── ARTIGO
Mais do que o descongelamento das propinas no ensino superior, a partir do ano letivo 2026/27, deve preocupar-nos o conceito e a ideologia que está por trás da medida anunciada pelo Ministro da Educação, Fernando Alexandre. Refere o governante, em entrevista concedida à SIC Notícias que “há uma grande desigualdade de acesso ao ensino superior. Reduzirmos as propinas é colocar toda a sociedade a pagar o ensino daqueles que tiveram o privilégio de frequentar ensino superior e isso é regressivo”.
O acesso e frequência do ensino superior público não podem ser classificados como um privilégio. Nunca. A possibilidade de todos os cidadãos poderem aceder a um curso de ensino superior público deve ser mais democratizada e não o contrário. Não deve ser referida, sobretudo pelo responsável máximo da educação, ciência e inovação do nosso país, como um privilégio de alguns que todos temos que pagar. Esta, mais do que o aumento das propinas nas licenciaturas e nos mestrados integrados, é a questão de fundo.
A ideia de que quem está a frequentar uma licenciatura é um privilegiado não só é grave, porque leva a conceitos populistas de que o país não deve pagar a educação dos seus e que não necessitamos de mais gente qualificada. É um argumento que subverte aquilo que a reforma de Veiga Simão e, em sequência, o 25 de Abril de 1974 trouxeram ao nosso país: a democratização da educação a todos os cidadãos e nos diferentes níveis de ensino.
A aposta que a tutela procura concretizar no pré-escolar - não esquecer que Eduardo Marçal Grilo foi, enquanto ministro da Educação, um dos impulsionadores dessa área - deveria ser vista como um sinal para o futuro percurso académico de todos. Ao invés, terminado o ensino obrigatório, os estudantes podem candidatar-se ao ensino do privilégio.
────
── DADOS DISPONÍVEIS
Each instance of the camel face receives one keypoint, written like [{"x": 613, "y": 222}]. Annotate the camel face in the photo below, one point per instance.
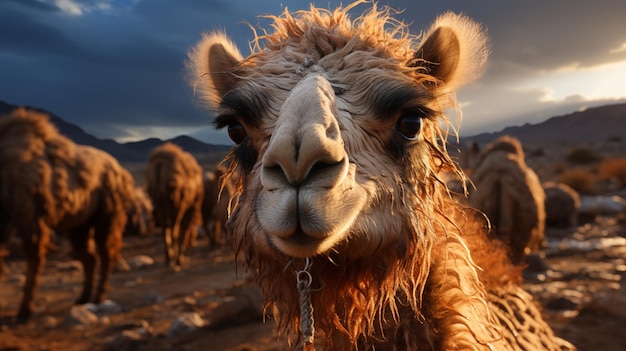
────
No artigo sobre as propinas no ensino superior, a partir de que ano letivo se dá o descongelamento das propinas? As linhas constituem material independente do artigo.

A partir do ano letivo 2026/27.